■ **Required action**: Set down every entry again, exactly as it appears.
↓↓↓
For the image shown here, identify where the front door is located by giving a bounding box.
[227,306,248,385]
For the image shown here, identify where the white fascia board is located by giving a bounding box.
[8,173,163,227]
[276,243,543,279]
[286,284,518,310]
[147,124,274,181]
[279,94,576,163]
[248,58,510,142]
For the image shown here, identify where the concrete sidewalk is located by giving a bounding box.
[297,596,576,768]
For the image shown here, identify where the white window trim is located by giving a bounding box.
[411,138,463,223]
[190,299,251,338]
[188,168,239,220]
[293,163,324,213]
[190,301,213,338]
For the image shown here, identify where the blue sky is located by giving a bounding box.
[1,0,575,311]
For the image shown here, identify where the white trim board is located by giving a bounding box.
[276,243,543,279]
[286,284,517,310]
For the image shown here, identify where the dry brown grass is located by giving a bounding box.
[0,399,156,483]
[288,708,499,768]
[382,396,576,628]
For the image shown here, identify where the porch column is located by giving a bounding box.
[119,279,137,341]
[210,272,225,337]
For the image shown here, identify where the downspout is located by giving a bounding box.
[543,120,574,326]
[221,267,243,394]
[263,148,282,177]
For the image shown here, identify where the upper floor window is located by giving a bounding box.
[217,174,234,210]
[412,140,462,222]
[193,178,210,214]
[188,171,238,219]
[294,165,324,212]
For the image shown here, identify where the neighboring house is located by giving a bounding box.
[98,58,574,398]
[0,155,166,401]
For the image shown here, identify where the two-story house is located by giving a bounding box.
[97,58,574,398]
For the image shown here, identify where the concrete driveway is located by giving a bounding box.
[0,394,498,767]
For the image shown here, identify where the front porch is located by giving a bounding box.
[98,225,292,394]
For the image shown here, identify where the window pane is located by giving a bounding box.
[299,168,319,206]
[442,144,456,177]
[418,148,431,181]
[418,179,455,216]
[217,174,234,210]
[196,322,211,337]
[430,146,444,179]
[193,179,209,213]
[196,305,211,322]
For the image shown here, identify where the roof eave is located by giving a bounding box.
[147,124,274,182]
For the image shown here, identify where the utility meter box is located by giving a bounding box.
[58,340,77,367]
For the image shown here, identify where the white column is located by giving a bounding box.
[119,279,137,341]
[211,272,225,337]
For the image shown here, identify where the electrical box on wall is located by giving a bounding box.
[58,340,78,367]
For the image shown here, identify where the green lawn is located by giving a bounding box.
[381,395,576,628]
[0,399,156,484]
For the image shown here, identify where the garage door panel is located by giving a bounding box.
↑↑↑
■ **Completed task**:
For the image shown here, identify where the front door is located by giving a bounding box.
[227,306,248,385]
For the image shown here, identify where the white fascia board is located by giving a bounding box.
[8,173,163,227]
[276,243,543,279]
[286,284,518,310]
[147,124,274,181]
[279,94,576,163]
[248,58,510,142]
For the image shown here, identify where the concrete sidewalk is located by giving a bounding box.
[297,596,576,768]
For the image shown here, identify where the white window trim is located by giving a bounding box.
[411,138,463,223]
[190,299,251,338]
[188,168,239,220]
[293,163,324,213]
[190,301,213,338]
For the image shown here, identify where the blue sky is located by giving a bounding box.
[1,0,575,311]
For the image shown here, identify where the white trim board is located by giving a bounding box.
[276,243,543,279]
[286,284,517,310]
For the image shown here, identify where the dry brown grass is located by giving a bounding box.
[0,399,156,483]
[288,708,499,768]
[382,396,576,628]
For the image shown here, identify where the porch column is located by giving a bounding box.
[119,279,137,341]
[210,272,225,337]
For the image shown here, identify where the downspout is located by giving a bounding box.
[543,120,574,326]
[221,267,243,394]
[263,148,282,177]
For the image shown here, identify where the upper floor window is located by giving a bounding box.
[217,174,234,210]
[412,140,462,222]
[193,178,210,214]
[188,171,238,219]
[294,165,324,212]
For the image shown here, identify where the neighboring house is located by giving a bounding box.
[98,58,574,398]
[0,155,166,401]
For the image shown here, identify where the two-story house is located by giving a bounding box.
[97,58,574,398]
For the image shown here, identify where the concrete driveway is located by giving a bounding box.
[0,394,498,767]
For the image shown here, identify where the front porch is located by giving a bounding box.
[98,225,292,394]
For the image shown here, identify where the window pane is located by giving a bounding box.
[299,168,319,206]
[442,144,456,177]
[418,148,431,181]
[418,179,455,216]
[217,174,234,210]
[196,322,211,337]
[430,146,444,179]
[193,179,209,213]
[196,305,211,322]
For the image shown here, identify where the roof eave is located by giving a bounding box.
[147,124,274,182]
For the image shown here, identify where the utility meter box is located by giving a bounding box.
[58,340,77,367]
For the image shown here, identify where the white column is located by giving a bounding box.
[119,279,137,341]
[211,272,225,337]
For the image shown here, identify where the electrical box on wall is located by giving a bounding box.
[58,340,78,367]
For the image shown here, identify where the green lawn is located by giving a bounding box.
[381,395,576,628]
[0,399,156,484]
For the image shown here, identify where the garage door panel is located by giving a bounding box.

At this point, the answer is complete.